*Task instructions*: Set down the data that follows again, exactly as written.

*Information shown*:
★ ★ ★

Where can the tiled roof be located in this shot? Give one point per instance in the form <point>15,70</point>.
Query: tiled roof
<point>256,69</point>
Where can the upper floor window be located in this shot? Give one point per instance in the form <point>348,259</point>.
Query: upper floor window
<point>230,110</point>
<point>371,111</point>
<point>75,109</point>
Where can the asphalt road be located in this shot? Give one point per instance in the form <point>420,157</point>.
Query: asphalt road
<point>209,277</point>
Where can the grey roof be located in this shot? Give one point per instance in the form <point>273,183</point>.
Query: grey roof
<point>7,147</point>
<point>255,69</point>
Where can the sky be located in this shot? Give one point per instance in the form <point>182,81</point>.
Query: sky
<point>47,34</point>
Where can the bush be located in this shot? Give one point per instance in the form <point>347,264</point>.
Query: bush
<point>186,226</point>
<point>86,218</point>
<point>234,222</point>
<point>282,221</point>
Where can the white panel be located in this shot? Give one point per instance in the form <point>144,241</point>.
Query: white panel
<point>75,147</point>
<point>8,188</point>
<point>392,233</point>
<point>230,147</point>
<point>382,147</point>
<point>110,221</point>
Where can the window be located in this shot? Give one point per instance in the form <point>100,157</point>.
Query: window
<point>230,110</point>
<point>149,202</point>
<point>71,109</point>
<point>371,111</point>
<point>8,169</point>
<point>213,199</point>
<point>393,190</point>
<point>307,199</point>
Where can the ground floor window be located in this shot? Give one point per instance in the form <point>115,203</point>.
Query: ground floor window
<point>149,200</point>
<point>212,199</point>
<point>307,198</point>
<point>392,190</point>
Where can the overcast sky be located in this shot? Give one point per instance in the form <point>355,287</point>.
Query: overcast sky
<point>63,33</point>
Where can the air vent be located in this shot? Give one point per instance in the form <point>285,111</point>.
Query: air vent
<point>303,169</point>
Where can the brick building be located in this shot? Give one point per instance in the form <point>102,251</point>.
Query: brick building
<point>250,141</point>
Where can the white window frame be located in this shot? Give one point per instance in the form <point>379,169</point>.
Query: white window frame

★ ★ ★

*Response*:
Where can the tiled roof be located in this shot? Give one point per instance in the form <point>15,70</point>.
Query: tiled roof
<point>256,69</point>
Where can the upper floor window be located in this shot? Give one point per instance in the form <point>348,259</point>.
Query: upper floor window
<point>230,110</point>
<point>371,111</point>
<point>75,109</point>
Where can the asphalt road be located in this shot? Give one point per instance in the form <point>420,157</point>.
Query: asphalt road
<point>209,277</point>
Where can the grey roof be located in this shot? Give one point per instance in the form <point>273,183</point>.
Query: grey roof
<point>7,147</point>
<point>255,69</point>
Where can the sky be located in this shot? Give one point per instance in the form <point>182,81</point>.
Query: sky
<point>47,34</point>
Where can the bush be located in this shot? Give one point per instance in the form <point>347,264</point>.
Query: bush
<point>186,226</point>
<point>86,218</point>
<point>234,222</point>
<point>282,221</point>
Where can the white panel be located in this shot? Give one point per instance in the form <point>144,241</point>.
Query: white panel
<point>75,147</point>
<point>8,188</point>
<point>392,233</point>
<point>230,147</point>
<point>382,147</point>
<point>110,221</point>
Where can the window be located in this shot? Give one point per instance in the form <point>100,157</point>.
Query: window
<point>230,110</point>
<point>149,202</point>
<point>71,109</point>
<point>371,111</point>
<point>8,169</point>
<point>213,199</point>
<point>393,190</point>
<point>307,199</point>
Where can the ground floor window be located in this shot? Give one point per instance in the form <point>115,203</point>.
Query: ground floor window
<point>149,200</point>
<point>212,199</point>
<point>307,198</point>
<point>392,190</point>
Where can the overcast sky be located in this shot? Give one point per instance in the form <point>355,287</point>.
Query: overcast sky
<point>63,33</point>
Where can the air vent be located in this shot? Give one point per instance in the form <point>285,111</point>.
Query: air vent
<point>303,169</point>
Where can the brick building be located in this shot? Give one point per instance in the form <point>102,251</point>.
Query: brick building
<point>250,141</point>
Where can the white window frame be located in this shot? Give one point per instance in the form <point>379,169</point>.
Query: white window frame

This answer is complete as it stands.